=== Consigne détaillée ===
Reprenez, s'il vous plaît, l'entretien ci-dessous sur les propositions pédagogiques de Britt-Mari Barth et poursuivez-le à partir de sa dernière phrase.

=== Passage du texte ===
• • • •

Les propositions de Britt-Mari Barth intervient à une époque où les représentations et les comportements changent constamment. En quoi cette nouvelle manière d’enseigner répond-elle au changement dans les mentalités ?

 

Nous sommes beaucoup plus conscients aujourd’hui  du besoin des interactions pour apprendre. Nous n’apprenons pas seuls, nous apprenons par interaction, avec les autres et avec les « outils de pensée » que notre environnement nous rend accessibles. Cela se remarque d’autant plus aujourd’hui que nous vivons une mutation technologique, une révolution portée par le numérique, une « « culture multi-média ». Issus de cette « cyberculture », qualifiés de « digital natives », les élèves ont également changé et ils ne viennent plus à l’école avec les mêmes attentes – et l’école ne peut plus l’ignorer. Ils sont experts en nouvelles technologies et ils ont l’habitude d’être en communication constante sur les réseaux sociaux. Il y a un rapport nouveau au savoir et à l’apprentissage, élèves et professeurs ont accès aux mêmes informations. Les mutations actuelles de notre société laissent penser que la nature de l’enseignement et de la formation va être amenée à changer radicalement. Cela ne veut pas dire que l’école est moins indispensable qu’avant, mais les rôles des enseignants et des élèves ont changé. Les propositions que j’ai faites vont dans ce sens, elles offrent plus de place aux élèves « d’apprendre ensemble », de participer activement à la construction de leur savoir.

 

Britt-Mari Barth travaille avec des professeurs innovants, mais ses livres s’adressent à tous les enseignants. Comment ses idées sont-elles reçues ?

 

Au fil des années, j’ai formé un grand nombre d’enseignants, y compris dans les classes. J’ai été agréablement surprise de l’enthousiasme avec lequel les enseignants ont reçu ces « outils » et les ont mis en œuvre à leur manière. Je pense que cela s’explique par le fait que quand la confiance mutuelle s’installe dans une tâche avec un but commun,  un langage commun, avec des outils pertinents qui permettent une certaine prise sur la réussite de l’entreprise, cela donne une forte motivation de s’impliquer, intellectuellement et affectivement. Et ce sont là les conditions premières pour qu’un apprentissage ait lieu. Le rôle de l’enseignant change. Au lieu d’exposer son savoir, il le met au service des élèves pour qu’ils puissent construire le leur. Il devient un médiateur entre les élèves et le savoir, celui qui organise des rencontres avec ce dernier, dans ses formes vivantes, pour que tous les élèves puissent interagir avec ce savoir et entre eux. Il est à la fois l’inspirateur et le catalyseur, le modèle et l’accompagnateur… c’est un rôle plus exigeant mais plus valorisant.

• • • •

=== Informations fournies ===
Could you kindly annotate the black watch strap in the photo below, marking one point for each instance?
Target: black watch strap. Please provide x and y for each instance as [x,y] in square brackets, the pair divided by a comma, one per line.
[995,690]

• • • •

=== Réponse à la consigne ===
 

Les usagers de l’enseignement : élèves, étudiants, parents, sont évidemment particulièrement concernés. Comment peuvent-ils participer à ce grand changement ?

 

Quand les élèves ou les étudiants deviennent plus conscients des méthodes et des outils pour apprendre, ils deviennent plus autonomes et développent une plus grande aptitude à agir. Ils se sentent plus auteurs de leurs apprentissages et peuvent devenir plus responsables – pour eux-mêmes et, pourquoi pas, pour les autres. Ils peuvent travailler entre eux, à l’aide des outils numériques, par exemple, en posant des questions… Avec une vision plus claire de ce que le savoir leur permet de faire, comme par exemple résoudre un problème, analyser une situation ou une lecture, porter un jugement sur un événement qui se passe…les apprentissages scolaires prennent plus de sens pour eux, ils peuvent en parler avec les parents qui peuvent également apporter leur pierre à ce « savoir en construction ». La diversité, au lieu d’être un obstacle, peut devenir un atout pour enrichir les connaissances.

 

L’enseignement joue un rôle majeur dans notre société. Quelle vision, Britt-Mari Barth nous communique-t-elle ?

 

Le nouveau « enseignant-médiateur » a changé la vision qu’il avait des apprenants,  il ne se pose plus les mêmes questions, il ne conçoit plus son rôle de la même façon. Il ne se pose plus la question de savoir si l’on a «couvert le programme », si les élèves sont attentifs, motivés, « bons », ou non. Ses questions concernent plutôt la manière dont on peut utiliser les moyens qui existent (y compris les outils numériques) pour outiller les élèves à mieux penser et à mieux apprendre et à apprendre avec plus de plaisir : comment on peut les stimuler, leur proposer des défis, leur donner envie d’apprendre… La motivation – et la confiance en soi – conçue comme une disposition à relever des défis, prendre une initiative, ne pas craindre les erreurs, avoir de la persévérance… peut ainsi se construire. Ce n’est pas nouveau en soi, c’est ce que les « bons enseignants » ont sans doute toujours fait… Mais il faudrait devenir plus conscient de ce que fait « un bon prof », comment il s ‘y prend… dans quel but… et former tous les enseignants à se poser de telles questions et à être outillés pour y répondre.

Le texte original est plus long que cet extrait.